# [PROBLEM REQUIREMENTS]
Rewrite the data from the line that contains "Detect the background" through the line that contains "top-left (2, 95), bottom-right (200, 284)", keeping every line. Offset each coordinate in the answer by 8, and leave the coordinates in the format line unchanged.

# [DATASET EXCERPTS]
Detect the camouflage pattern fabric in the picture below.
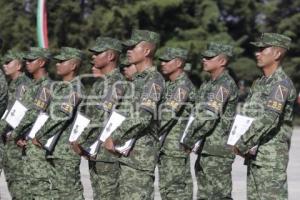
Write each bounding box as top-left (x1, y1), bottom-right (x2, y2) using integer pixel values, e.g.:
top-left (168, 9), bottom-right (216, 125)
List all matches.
top-left (236, 67), bottom-right (297, 199)
top-left (0, 70), bottom-right (7, 116)
top-left (159, 73), bottom-right (195, 200)
top-left (79, 69), bottom-right (126, 200)
top-left (112, 67), bottom-right (165, 199)
top-left (0, 74), bottom-right (31, 198)
top-left (24, 78), bottom-right (84, 199)
top-left (184, 70), bottom-right (237, 199)
top-left (195, 154), bottom-right (234, 200)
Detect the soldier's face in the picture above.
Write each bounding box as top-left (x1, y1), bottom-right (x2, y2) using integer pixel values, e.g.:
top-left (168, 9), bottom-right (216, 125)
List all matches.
top-left (26, 59), bottom-right (40, 74)
top-left (127, 42), bottom-right (146, 64)
top-left (92, 51), bottom-right (109, 69)
top-left (160, 59), bottom-right (179, 75)
top-left (3, 60), bottom-right (21, 76)
top-left (202, 56), bottom-right (221, 73)
top-left (123, 64), bottom-right (137, 80)
top-left (56, 60), bottom-right (75, 76)
top-left (255, 47), bottom-right (275, 67)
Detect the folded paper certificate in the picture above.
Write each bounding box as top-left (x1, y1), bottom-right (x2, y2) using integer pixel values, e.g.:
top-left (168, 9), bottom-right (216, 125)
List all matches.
top-left (192, 140), bottom-right (202, 152)
top-left (5, 100), bottom-right (28, 128)
top-left (227, 115), bottom-right (254, 146)
top-left (1, 109), bottom-right (8, 119)
top-left (99, 111), bottom-right (126, 142)
top-left (44, 133), bottom-right (59, 152)
top-left (87, 111), bottom-right (126, 156)
top-left (115, 139), bottom-right (135, 156)
top-left (180, 115), bottom-right (195, 143)
top-left (69, 112), bottom-right (91, 142)
top-left (28, 112), bottom-right (49, 139)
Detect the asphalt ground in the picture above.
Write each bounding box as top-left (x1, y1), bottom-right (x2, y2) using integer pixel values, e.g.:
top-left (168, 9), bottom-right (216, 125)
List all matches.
top-left (0, 127), bottom-right (300, 200)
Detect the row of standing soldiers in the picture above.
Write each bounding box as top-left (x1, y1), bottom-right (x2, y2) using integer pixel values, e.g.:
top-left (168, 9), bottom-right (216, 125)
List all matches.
top-left (0, 30), bottom-right (296, 200)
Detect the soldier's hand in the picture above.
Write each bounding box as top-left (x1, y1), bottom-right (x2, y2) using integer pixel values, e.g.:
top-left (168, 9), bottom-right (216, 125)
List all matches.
top-left (231, 146), bottom-right (245, 158)
top-left (17, 139), bottom-right (27, 148)
top-left (71, 142), bottom-right (83, 156)
top-left (103, 137), bottom-right (115, 152)
top-left (31, 138), bottom-right (42, 148)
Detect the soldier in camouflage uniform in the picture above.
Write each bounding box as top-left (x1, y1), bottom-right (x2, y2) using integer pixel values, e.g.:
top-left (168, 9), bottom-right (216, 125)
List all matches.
top-left (120, 56), bottom-right (137, 81)
top-left (0, 50), bottom-right (31, 198)
top-left (0, 61), bottom-right (7, 119)
top-left (74, 37), bottom-right (125, 200)
top-left (7, 47), bottom-right (51, 199)
top-left (105, 30), bottom-right (165, 200)
top-left (183, 42), bottom-right (237, 200)
top-left (159, 48), bottom-right (195, 200)
top-left (24, 47), bottom-right (84, 200)
top-left (234, 33), bottom-right (297, 200)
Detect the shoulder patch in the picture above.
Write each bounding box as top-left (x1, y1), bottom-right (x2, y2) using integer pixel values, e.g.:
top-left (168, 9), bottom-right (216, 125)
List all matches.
top-left (61, 92), bottom-right (80, 114)
top-left (33, 87), bottom-right (51, 111)
top-left (267, 84), bottom-right (289, 113)
top-left (16, 84), bottom-right (28, 100)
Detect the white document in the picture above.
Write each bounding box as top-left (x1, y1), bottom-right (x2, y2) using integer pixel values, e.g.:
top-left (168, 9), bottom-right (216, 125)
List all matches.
top-left (5, 100), bottom-right (28, 128)
top-left (88, 140), bottom-right (101, 156)
top-left (99, 111), bottom-right (126, 142)
top-left (227, 115), bottom-right (254, 146)
top-left (1, 109), bottom-right (8, 119)
top-left (115, 139), bottom-right (135, 156)
top-left (180, 115), bottom-right (195, 143)
top-left (192, 140), bottom-right (202, 152)
top-left (69, 112), bottom-right (91, 142)
top-left (28, 112), bottom-right (49, 139)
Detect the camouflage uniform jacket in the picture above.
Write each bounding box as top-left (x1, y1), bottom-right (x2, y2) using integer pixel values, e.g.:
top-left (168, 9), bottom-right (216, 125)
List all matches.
top-left (159, 73), bottom-right (196, 157)
top-left (0, 73), bottom-right (31, 133)
top-left (78, 69), bottom-right (126, 160)
top-left (11, 76), bottom-right (52, 139)
top-left (112, 67), bottom-right (165, 171)
top-left (0, 70), bottom-right (7, 116)
top-left (36, 77), bottom-right (85, 158)
top-left (185, 70), bottom-right (238, 157)
top-left (236, 67), bottom-right (297, 169)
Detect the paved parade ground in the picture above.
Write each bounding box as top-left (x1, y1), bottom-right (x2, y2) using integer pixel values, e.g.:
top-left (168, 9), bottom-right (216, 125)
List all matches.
top-left (0, 127), bottom-right (300, 200)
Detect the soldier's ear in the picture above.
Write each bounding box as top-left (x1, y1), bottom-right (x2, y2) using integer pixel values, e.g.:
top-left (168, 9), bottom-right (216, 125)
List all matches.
top-left (175, 58), bottom-right (183, 68)
top-left (273, 48), bottom-right (282, 60)
top-left (37, 58), bottom-right (46, 66)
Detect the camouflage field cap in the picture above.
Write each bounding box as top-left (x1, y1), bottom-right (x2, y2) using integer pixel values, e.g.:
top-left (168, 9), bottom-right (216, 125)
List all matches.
top-left (3, 50), bottom-right (24, 63)
top-left (120, 55), bottom-right (130, 67)
top-left (23, 47), bottom-right (51, 60)
top-left (54, 47), bottom-right (83, 61)
top-left (250, 33), bottom-right (292, 49)
top-left (202, 42), bottom-right (233, 57)
top-left (159, 47), bottom-right (188, 61)
top-left (123, 30), bottom-right (160, 47)
top-left (89, 37), bottom-right (123, 53)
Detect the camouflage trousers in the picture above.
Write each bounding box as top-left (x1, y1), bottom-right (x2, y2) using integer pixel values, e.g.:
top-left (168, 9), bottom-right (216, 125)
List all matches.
top-left (23, 141), bottom-right (59, 200)
top-left (247, 164), bottom-right (288, 200)
top-left (89, 161), bottom-right (120, 200)
top-left (3, 141), bottom-right (28, 199)
top-left (119, 163), bottom-right (154, 200)
top-left (48, 156), bottom-right (84, 200)
top-left (195, 154), bottom-right (234, 200)
top-left (159, 153), bottom-right (193, 200)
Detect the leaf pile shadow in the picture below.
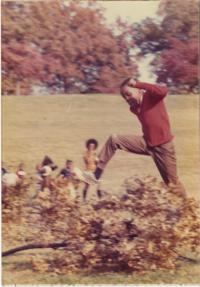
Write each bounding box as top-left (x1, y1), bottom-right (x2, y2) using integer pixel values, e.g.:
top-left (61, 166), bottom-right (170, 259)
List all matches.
top-left (3, 177), bottom-right (200, 274)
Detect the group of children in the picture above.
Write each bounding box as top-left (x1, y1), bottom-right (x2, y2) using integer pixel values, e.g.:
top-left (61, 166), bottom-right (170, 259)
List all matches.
top-left (2, 138), bottom-right (101, 200)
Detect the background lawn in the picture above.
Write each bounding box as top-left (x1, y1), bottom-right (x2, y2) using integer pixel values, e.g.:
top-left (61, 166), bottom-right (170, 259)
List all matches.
top-left (2, 95), bottom-right (200, 284)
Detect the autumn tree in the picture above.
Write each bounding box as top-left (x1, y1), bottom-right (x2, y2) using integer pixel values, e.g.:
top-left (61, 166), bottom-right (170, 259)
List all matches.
top-left (129, 0), bottom-right (198, 93)
top-left (3, 1), bottom-right (137, 95)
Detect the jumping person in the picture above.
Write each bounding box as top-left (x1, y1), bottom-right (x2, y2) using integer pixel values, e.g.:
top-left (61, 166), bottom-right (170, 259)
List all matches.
top-left (84, 78), bottom-right (186, 197)
top-left (83, 139), bottom-right (102, 200)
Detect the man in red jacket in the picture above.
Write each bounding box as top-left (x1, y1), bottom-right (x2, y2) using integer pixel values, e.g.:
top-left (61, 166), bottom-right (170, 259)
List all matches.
top-left (85, 78), bottom-right (185, 195)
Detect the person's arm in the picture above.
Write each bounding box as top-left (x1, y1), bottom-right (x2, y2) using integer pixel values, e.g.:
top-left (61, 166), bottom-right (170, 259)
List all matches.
top-left (129, 79), bottom-right (168, 100)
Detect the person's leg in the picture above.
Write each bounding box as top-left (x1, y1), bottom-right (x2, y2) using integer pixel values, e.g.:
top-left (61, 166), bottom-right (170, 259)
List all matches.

# [THE SOLUTION]
Detect the background lawn in the picture above.
Write each bounding box as top-left (x1, y1), bottom-right (x2, y2) using integer pixel values, e.g.:
top-left (61, 166), bottom-right (170, 259)
List all matches.
top-left (10, 103), bottom-right (208, 292)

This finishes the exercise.